In the rows below, count the lines that contain the string "black", treating uppercase and lowercase as different. Reply with the number alone.

Start

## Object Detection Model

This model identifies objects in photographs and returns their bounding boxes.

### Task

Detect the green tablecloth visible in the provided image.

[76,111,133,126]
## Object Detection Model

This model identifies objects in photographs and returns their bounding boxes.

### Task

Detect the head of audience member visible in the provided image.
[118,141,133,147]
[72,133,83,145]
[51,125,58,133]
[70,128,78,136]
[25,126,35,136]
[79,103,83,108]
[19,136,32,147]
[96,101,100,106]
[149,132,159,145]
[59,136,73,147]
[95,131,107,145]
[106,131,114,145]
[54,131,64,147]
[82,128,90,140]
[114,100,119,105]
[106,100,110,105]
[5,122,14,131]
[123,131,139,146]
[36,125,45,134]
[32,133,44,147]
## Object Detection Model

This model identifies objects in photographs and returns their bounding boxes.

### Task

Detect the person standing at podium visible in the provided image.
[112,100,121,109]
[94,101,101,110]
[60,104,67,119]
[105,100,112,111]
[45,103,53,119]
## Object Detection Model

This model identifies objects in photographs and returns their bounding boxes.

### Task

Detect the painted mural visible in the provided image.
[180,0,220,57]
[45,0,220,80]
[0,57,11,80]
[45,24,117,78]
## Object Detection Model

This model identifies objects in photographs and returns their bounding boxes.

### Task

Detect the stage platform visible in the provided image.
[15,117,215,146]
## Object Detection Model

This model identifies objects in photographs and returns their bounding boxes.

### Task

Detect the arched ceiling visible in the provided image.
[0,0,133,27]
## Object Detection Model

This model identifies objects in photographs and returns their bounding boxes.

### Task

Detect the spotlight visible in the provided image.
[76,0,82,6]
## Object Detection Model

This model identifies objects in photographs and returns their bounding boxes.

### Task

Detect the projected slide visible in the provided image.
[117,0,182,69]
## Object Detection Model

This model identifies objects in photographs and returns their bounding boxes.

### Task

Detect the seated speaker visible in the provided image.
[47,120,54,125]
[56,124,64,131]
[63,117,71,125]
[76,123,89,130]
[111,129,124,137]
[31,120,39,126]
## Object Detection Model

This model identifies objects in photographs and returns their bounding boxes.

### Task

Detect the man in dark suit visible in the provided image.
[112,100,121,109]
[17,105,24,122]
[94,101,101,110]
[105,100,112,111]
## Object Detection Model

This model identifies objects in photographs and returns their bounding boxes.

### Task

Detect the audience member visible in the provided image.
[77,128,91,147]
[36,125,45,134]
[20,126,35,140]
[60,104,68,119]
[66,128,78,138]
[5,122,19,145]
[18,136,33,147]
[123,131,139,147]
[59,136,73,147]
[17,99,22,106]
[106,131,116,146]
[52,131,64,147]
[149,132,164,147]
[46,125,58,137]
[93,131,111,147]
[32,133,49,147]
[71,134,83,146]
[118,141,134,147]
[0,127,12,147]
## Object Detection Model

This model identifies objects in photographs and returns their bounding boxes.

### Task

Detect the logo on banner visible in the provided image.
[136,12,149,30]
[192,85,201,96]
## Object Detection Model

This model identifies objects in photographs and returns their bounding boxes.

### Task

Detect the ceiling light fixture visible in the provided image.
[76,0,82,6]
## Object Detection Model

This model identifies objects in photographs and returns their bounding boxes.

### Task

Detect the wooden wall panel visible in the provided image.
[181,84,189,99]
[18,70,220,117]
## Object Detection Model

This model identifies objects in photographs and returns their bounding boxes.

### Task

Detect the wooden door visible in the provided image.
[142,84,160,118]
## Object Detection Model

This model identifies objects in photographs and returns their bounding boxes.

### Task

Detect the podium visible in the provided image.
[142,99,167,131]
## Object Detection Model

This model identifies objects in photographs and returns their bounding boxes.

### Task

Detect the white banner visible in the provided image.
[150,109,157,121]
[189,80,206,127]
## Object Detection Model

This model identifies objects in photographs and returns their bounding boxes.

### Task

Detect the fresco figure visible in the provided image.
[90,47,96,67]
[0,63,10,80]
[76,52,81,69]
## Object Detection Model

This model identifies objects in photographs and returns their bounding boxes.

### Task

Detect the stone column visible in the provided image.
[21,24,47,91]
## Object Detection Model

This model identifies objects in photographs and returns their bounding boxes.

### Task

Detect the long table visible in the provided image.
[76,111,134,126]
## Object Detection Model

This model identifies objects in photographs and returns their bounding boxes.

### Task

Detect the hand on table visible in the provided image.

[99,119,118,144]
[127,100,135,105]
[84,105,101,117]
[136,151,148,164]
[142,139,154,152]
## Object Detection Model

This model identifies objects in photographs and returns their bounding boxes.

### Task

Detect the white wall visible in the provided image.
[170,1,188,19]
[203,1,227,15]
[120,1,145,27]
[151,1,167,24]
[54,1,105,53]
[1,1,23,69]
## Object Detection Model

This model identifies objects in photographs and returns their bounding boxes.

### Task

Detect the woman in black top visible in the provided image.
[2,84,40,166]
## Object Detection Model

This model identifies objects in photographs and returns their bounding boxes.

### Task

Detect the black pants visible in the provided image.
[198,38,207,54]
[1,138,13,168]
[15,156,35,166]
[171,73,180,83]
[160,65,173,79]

End

SOLUTION BELOW:
2